Datensätze mit Punktannotationen:
::::::::::

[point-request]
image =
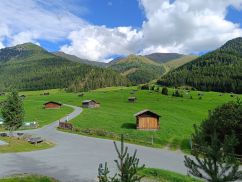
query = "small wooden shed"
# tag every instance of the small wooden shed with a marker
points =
(52, 105)
(147, 120)
(132, 99)
(90, 104)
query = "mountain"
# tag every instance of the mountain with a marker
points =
(27, 52)
(163, 57)
(138, 69)
(142, 69)
(219, 70)
(79, 60)
(30, 67)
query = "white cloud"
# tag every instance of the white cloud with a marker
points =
(188, 26)
(29, 20)
(184, 26)
(99, 42)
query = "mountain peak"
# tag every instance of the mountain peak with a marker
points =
(23, 52)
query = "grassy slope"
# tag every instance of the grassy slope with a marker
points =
(158, 175)
(19, 145)
(116, 114)
(178, 114)
(28, 178)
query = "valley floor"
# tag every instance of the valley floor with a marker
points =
(76, 158)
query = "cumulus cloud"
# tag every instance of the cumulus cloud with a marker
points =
(184, 26)
(188, 26)
(29, 20)
(99, 42)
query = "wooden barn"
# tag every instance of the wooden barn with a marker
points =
(147, 120)
(52, 105)
(90, 104)
(132, 99)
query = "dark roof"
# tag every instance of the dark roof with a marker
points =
(146, 111)
(53, 103)
(87, 101)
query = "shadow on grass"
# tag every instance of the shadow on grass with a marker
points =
(129, 126)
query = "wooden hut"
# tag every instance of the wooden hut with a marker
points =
(81, 94)
(52, 105)
(90, 104)
(132, 99)
(147, 120)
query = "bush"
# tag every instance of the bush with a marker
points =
(177, 94)
(144, 87)
(225, 120)
(164, 91)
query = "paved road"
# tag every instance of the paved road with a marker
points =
(76, 158)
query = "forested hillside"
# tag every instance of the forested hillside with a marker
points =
(29, 67)
(219, 70)
(79, 60)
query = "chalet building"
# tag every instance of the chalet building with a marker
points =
(147, 120)
(90, 104)
(52, 105)
(132, 99)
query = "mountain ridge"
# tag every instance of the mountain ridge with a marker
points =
(218, 70)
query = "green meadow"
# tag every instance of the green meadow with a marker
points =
(116, 115)
(178, 115)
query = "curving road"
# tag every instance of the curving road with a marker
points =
(76, 158)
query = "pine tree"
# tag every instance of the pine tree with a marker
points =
(13, 112)
(127, 165)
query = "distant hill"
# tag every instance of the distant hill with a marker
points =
(138, 69)
(30, 67)
(163, 57)
(219, 70)
(142, 69)
(26, 52)
(79, 60)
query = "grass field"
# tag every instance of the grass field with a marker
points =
(115, 116)
(33, 106)
(158, 175)
(19, 145)
(178, 115)
(28, 178)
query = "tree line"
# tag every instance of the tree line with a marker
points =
(56, 72)
(220, 70)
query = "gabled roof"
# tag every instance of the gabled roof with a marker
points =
(87, 101)
(53, 103)
(145, 111)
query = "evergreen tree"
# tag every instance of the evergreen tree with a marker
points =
(13, 112)
(127, 165)
(215, 162)
(216, 143)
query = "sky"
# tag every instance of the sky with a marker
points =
(99, 30)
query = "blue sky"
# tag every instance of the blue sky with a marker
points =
(99, 29)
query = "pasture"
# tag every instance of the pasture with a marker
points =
(115, 116)
(178, 115)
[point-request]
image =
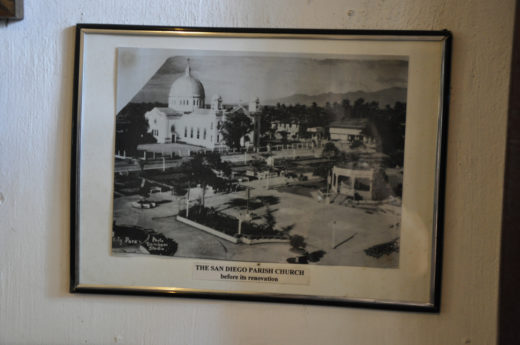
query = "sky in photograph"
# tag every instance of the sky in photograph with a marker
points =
(145, 75)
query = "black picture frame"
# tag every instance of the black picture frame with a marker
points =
(11, 9)
(92, 266)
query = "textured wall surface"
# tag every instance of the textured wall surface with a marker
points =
(36, 63)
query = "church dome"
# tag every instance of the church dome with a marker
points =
(186, 92)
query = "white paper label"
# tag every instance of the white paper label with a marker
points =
(252, 273)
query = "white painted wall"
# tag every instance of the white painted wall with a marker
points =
(36, 63)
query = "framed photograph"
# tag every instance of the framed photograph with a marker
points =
(284, 165)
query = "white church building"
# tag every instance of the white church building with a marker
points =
(188, 120)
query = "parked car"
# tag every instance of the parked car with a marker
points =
(144, 204)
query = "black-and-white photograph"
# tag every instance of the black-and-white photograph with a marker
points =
(257, 157)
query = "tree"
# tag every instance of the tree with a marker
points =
(235, 127)
(330, 151)
(298, 242)
(270, 221)
(200, 172)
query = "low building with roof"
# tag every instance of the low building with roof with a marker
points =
(350, 131)
(360, 181)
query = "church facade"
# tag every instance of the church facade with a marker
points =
(188, 119)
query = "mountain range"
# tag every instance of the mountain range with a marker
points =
(383, 97)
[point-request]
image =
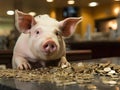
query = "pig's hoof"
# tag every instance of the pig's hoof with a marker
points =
(25, 66)
(64, 64)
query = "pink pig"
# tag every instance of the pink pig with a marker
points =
(41, 39)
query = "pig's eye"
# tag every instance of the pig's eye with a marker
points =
(57, 33)
(37, 32)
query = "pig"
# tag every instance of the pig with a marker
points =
(41, 39)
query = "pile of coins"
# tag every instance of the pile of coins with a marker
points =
(77, 73)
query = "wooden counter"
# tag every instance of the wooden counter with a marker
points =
(100, 49)
(6, 56)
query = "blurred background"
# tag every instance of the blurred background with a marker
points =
(101, 18)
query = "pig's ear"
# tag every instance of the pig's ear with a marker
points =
(23, 21)
(68, 25)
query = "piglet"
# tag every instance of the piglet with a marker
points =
(41, 39)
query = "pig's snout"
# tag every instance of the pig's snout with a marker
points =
(49, 47)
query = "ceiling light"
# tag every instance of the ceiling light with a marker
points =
(10, 12)
(71, 2)
(49, 0)
(93, 4)
(32, 13)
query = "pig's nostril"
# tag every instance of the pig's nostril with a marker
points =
(50, 47)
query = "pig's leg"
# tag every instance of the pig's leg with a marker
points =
(63, 62)
(21, 63)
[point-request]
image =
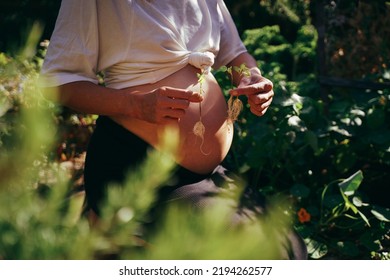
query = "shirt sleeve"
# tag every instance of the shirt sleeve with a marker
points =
(72, 54)
(230, 43)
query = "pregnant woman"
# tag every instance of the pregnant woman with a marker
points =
(151, 52)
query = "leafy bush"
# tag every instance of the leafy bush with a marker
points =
(304, 143)
(40, 215)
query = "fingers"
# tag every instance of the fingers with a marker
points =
(260, 87)
(171, 103)
(181, 94)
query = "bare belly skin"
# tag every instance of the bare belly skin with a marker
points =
(195, 154)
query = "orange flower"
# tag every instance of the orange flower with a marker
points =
(303, 215)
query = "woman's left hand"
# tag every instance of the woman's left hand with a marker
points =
(259, 91)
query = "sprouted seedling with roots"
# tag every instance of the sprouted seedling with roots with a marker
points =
(199, 128)
(235, 105)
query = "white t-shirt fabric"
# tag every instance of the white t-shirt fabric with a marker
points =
(136, 42)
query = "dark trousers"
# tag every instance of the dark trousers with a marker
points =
(113, 151)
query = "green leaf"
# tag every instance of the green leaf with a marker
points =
(300, 190)
(351, 184)
(382, 214)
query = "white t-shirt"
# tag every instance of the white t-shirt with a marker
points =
(136, 42)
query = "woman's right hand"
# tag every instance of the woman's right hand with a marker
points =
(165, 105)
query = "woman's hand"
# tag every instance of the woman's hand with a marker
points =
(259, 91)
(165, 105)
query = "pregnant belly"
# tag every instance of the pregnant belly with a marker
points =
(196, 154)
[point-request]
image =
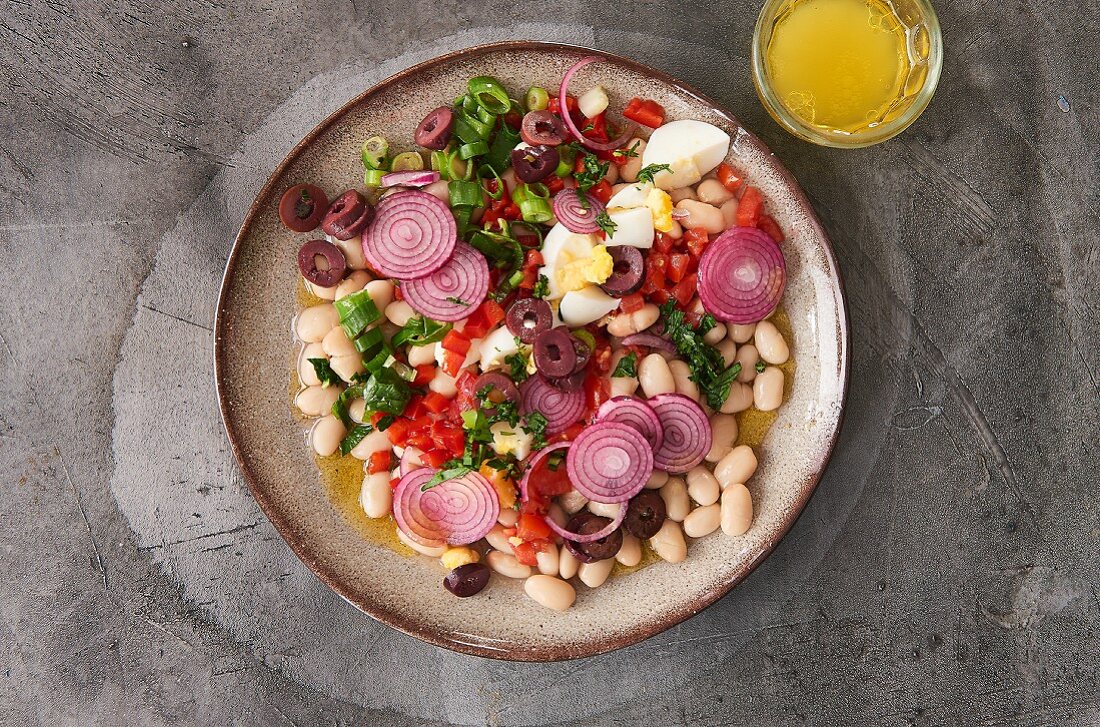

::::::::::

**ZIEL DER ÜBUNG**
Wähle aus dem Material jede Zeile aus, die das Wort „dark“ enthält, und gib diese Zeilen unverändert wieder. Achte dabei auf Groß- und Kleinschreibung.

**ERWARTETE AUSGABE**
query = "dark roof"
# tag every instance of the dark roof with a marker
query = "dark trousers"
# tag every instance of the dark trousers with a marker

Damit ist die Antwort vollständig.